Text extract:
On part 1 of this Commercial Real Estate Secrets podcast, Michael Cohen, Managing Director of Brighton Capital Advisors, shares his perspective on how CMBS is functioning in today’s environment and where real opportunity exists. Drawing on more than thirty years in CMBS and special servicing, Cohen gives practical insight into borrower challenges, investor strategies, and the processes that drive outcomes in a tightening capital market.
“Going straight to the CMBS special servicer is the worst possible thing you can do today.”
– Michael Cohen, Brighton Capital Advisors
Commercial real estate investors do not have the luxury of waiting for perfect conditions. In 2025, price discovery is uneven, refinancing is tough, and the market is sorting out what performs, what needs time, and what will ultimately trade. On the Commercial Real Estate Secrets podcast, Brighton Capital Advisors’ Managing Partner Michael Cohen walked through how CMBS works in practice, what is different this cycle, and where disciplined investors can still find an edge.

Task instructions:
• A. Can you repeat the CMBS podcast summary from "On part 1 of" to "tightening capital market.", swapping "special servicing" for "asset management"?
• B. Could you write the next part of the CMBS podcast summary, picking up after its final sentence?

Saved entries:
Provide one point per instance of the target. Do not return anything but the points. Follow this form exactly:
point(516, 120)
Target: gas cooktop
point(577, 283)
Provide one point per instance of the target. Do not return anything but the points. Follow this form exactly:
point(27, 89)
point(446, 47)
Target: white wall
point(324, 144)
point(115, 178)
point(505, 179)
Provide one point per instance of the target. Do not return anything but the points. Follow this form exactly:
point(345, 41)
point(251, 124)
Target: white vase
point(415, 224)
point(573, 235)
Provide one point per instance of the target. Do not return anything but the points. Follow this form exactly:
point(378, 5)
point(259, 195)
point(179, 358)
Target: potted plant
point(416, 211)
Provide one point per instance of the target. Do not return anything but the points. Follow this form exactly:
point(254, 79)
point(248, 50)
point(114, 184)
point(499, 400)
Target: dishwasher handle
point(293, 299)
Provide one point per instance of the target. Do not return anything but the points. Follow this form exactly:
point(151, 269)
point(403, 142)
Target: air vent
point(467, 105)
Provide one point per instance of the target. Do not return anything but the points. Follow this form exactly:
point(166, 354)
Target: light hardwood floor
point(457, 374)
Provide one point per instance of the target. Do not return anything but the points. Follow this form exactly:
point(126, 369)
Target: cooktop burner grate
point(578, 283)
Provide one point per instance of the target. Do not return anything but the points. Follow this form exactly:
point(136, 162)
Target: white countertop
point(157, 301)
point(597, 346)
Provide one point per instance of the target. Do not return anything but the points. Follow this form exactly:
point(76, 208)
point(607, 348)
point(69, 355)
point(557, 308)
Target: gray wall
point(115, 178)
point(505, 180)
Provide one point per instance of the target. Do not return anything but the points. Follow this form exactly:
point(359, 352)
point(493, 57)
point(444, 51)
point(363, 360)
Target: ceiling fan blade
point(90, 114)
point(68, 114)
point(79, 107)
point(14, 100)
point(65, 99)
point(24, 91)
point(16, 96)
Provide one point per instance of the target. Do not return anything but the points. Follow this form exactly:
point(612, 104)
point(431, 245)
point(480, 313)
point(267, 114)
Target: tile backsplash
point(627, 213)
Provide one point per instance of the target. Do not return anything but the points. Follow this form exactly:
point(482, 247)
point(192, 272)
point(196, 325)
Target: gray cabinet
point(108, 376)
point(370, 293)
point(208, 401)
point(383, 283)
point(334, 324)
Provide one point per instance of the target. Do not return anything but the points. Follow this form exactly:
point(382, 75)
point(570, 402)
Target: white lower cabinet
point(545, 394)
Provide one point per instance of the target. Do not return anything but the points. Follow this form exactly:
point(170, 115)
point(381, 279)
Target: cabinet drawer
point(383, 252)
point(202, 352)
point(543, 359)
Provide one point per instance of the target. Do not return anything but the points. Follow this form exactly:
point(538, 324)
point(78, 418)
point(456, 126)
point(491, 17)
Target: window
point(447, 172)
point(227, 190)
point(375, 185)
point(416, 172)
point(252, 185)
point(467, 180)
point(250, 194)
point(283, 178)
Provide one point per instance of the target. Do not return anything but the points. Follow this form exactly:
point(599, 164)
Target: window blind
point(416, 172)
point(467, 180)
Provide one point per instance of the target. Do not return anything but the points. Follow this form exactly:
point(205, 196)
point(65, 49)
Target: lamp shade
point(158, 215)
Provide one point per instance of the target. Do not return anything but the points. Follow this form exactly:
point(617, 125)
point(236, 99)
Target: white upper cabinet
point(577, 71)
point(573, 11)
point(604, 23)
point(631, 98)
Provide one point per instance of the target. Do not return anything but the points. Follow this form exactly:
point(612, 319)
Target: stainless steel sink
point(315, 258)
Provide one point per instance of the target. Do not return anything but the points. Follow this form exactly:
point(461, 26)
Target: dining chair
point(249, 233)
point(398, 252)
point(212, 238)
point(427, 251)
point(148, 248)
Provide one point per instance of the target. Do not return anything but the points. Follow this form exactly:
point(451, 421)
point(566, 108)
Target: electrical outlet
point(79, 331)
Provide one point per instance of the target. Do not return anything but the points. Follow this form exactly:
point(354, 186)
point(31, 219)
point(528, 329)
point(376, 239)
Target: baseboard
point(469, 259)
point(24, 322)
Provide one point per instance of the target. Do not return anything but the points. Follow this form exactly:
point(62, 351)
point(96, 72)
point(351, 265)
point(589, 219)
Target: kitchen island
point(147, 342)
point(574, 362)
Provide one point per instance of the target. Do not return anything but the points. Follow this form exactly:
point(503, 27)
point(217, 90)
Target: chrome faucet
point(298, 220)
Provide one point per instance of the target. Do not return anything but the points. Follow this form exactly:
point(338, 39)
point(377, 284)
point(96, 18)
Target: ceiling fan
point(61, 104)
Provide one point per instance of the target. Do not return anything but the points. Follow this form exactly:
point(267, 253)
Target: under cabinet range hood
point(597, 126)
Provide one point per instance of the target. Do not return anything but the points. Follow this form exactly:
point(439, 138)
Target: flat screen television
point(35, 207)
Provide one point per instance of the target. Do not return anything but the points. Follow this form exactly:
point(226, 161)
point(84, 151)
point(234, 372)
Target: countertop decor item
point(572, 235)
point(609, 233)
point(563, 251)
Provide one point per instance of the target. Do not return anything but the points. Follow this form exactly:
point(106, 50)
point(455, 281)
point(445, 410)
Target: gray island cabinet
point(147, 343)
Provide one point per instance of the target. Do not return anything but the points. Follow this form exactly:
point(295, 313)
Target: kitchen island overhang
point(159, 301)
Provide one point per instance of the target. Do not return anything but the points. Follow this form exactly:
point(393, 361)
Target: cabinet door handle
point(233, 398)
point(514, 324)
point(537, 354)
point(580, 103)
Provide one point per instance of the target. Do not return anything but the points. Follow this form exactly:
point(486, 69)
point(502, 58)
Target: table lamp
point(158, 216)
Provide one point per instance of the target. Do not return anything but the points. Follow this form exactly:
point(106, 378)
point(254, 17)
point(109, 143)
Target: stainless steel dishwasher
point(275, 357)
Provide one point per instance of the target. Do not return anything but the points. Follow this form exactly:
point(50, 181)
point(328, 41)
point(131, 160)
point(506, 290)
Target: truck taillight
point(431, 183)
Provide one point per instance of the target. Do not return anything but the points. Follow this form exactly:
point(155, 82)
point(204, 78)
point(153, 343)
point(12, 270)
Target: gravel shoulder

Answers to the problems:
• A.
On part 1 of this Commercial Real Estate Secrets podcast, Michael Cohen, Managing Director of Brighton Capital Advisors, shares his perspective on how CMBS is functioning in today’s environment and where real opportunity exists. Drawing on more than thirty years in CMBS and asset management, Cohen gives practical insight into borrower challenges, investor strategies, and the processes that drive outcomes in a tightening capital market.

• B.
CMBS 101 Without the Jargon
Cohen distills CMBS to its essence. Loans are pooled, sliced, and sold to a range of investors who value predictable cash flow and diversification. That structure made long term, non recourse capital widely available. It also introduced a distance between the borrower and decision makers that does not exist with relationship lenders. The result is a system that is efficient when everything performs and rigid when it does not.
His quick history lesson matters. Coming out of prior stress cycles, securitization was a way to move assets and provide liquidity. In return, borrowers accepted standardized documents and a servicing architecture that routes requests through master servicers, special servicers, and the provisions of a pooling and servicing agreement. The promise was stability. The tradeoff was flexibility.
Why the Pain Feels Different This Time
In past downturns, liquidity evaporated and new money solved problems as markets reopened. Today the friction comes from rates, basis risk, and debt service that does not pencil for assets financed at the prior cost of capital. Owners may love the real estate but cannot justify injecting fresh equity at a basis that will not clear for several years. Meanwhile, banks have less appetite to refinance transitional stories and special servicers are triaging a heavy pipeline.
Cohen cautions that investors expecting a tidal wave of easy acquisitions from servicers will likely be disappointed. Special servicers rarely hand off properties to unsolicited buyers. They run processes, test the market, and follow the documents. Opportunistic bids that ignore those realities tend to die on contact.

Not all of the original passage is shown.